Natural-language object grounding data

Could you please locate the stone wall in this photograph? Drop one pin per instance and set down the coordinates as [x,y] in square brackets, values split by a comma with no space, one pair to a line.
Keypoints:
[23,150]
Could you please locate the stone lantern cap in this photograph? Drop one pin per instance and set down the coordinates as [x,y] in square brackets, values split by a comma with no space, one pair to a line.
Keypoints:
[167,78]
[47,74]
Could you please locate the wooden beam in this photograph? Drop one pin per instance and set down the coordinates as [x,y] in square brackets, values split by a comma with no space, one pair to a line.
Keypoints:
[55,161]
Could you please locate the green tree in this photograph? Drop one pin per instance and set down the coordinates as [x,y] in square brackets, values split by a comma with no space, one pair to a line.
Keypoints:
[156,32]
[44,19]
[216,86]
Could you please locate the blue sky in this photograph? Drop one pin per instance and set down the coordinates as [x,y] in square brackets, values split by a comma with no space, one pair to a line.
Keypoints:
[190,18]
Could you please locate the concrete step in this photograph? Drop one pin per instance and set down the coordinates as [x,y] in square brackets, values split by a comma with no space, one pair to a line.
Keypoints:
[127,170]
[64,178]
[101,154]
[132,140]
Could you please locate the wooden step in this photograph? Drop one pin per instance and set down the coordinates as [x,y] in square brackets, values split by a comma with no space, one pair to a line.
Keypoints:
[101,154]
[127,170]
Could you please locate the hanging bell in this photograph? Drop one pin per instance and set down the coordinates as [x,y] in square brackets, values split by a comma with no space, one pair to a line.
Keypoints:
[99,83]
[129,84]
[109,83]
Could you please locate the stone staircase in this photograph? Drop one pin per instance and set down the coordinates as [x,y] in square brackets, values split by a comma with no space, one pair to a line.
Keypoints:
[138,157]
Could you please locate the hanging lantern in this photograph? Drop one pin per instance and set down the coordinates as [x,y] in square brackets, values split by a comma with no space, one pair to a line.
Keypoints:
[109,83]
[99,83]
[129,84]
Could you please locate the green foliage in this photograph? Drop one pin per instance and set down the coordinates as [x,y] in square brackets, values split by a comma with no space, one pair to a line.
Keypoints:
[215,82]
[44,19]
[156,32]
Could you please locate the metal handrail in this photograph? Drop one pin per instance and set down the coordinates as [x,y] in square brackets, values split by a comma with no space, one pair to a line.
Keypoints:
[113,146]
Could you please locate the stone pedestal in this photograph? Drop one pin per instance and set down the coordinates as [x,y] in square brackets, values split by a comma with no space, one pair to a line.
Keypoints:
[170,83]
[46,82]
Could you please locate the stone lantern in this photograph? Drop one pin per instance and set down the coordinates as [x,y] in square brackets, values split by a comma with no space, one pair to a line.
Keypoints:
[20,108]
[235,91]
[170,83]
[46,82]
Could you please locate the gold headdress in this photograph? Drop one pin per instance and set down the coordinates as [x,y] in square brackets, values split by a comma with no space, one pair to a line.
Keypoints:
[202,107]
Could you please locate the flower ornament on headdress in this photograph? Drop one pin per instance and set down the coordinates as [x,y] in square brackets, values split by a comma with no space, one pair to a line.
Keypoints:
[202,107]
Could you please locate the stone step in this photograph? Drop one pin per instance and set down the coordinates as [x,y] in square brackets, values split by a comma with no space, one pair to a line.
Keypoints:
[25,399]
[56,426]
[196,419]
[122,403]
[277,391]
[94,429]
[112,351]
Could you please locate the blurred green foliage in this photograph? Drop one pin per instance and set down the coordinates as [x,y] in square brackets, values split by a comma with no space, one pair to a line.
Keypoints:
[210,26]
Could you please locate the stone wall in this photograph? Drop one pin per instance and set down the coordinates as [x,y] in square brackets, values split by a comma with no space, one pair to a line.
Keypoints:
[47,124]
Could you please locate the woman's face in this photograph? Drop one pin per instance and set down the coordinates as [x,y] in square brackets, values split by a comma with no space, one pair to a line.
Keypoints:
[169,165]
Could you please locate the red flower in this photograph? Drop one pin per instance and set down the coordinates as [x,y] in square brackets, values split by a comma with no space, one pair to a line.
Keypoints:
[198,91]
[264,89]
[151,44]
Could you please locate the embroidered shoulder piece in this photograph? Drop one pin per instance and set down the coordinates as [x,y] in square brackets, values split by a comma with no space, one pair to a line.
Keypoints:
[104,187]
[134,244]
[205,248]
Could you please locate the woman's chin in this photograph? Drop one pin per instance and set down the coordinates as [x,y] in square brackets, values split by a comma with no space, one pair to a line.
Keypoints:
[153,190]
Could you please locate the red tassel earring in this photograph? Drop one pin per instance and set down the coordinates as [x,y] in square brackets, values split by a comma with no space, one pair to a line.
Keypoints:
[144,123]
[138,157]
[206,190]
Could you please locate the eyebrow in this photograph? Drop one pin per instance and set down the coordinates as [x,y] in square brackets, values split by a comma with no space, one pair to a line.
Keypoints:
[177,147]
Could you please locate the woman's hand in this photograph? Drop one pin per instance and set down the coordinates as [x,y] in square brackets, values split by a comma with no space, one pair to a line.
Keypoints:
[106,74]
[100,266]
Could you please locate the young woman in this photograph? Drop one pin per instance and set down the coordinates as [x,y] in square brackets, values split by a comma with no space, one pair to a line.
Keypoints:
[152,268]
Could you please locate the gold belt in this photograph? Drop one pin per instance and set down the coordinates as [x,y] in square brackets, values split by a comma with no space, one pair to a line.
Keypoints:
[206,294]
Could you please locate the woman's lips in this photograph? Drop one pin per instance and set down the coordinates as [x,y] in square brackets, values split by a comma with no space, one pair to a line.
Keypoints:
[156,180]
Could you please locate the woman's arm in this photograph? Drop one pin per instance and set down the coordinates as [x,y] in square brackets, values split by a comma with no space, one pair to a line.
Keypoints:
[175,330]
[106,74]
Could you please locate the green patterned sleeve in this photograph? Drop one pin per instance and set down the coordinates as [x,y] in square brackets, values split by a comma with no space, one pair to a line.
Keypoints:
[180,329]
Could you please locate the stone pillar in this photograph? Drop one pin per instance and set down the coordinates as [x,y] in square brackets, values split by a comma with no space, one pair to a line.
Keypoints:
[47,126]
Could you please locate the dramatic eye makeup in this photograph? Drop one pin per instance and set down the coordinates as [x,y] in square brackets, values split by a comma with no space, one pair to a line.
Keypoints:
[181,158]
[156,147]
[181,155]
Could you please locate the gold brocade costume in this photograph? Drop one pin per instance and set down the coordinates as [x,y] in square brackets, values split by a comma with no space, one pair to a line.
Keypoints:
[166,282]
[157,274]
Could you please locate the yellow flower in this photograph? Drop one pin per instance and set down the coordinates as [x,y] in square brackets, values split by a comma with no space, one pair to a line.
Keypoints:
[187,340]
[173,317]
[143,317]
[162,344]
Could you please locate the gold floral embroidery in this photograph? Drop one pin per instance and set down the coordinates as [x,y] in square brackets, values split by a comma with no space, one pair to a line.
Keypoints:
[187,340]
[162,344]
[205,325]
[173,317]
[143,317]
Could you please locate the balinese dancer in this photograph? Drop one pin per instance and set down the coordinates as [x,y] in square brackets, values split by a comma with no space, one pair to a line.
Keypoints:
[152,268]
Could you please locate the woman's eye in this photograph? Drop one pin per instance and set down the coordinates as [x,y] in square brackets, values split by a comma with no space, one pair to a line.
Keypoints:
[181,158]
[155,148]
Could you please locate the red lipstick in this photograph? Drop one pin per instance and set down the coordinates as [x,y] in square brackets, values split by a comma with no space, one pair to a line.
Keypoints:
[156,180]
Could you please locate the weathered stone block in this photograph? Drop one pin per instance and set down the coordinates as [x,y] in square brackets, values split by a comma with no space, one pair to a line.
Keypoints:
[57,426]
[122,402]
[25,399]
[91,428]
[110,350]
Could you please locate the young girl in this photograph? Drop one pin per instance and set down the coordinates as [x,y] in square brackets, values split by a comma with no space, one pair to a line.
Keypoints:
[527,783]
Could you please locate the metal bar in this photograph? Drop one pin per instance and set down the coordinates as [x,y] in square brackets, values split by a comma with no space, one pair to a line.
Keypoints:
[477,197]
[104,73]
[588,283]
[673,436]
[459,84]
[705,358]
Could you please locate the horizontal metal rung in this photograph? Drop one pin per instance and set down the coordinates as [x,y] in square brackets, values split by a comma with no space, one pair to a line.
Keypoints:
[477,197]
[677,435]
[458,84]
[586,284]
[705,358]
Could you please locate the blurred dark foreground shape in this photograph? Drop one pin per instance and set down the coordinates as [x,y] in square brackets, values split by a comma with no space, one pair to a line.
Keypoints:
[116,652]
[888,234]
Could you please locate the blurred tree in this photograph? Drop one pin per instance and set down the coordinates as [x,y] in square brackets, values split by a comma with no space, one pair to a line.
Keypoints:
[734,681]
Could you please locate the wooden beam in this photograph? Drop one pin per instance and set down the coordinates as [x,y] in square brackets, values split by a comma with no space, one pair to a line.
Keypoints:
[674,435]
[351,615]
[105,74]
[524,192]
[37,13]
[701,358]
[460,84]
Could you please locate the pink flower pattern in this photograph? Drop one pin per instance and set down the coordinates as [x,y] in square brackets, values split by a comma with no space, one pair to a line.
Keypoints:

ABOUT THIS EXERCISE: Pull out every line above that holds the word "hanging".

ANSWER FOR THE TASK:
Could you please locate the hanging bell in this photograph? Drop one pin per instance and set down the coordinates as [x,y] in square brackets, values split by a comma with no space, one pair to a line.
Could you please locate the hanging lantern in this photograph? Drop one pin per instance and set down the coordinates as [x,y] in square brackets, values split by a comma with no space, one pair to a line.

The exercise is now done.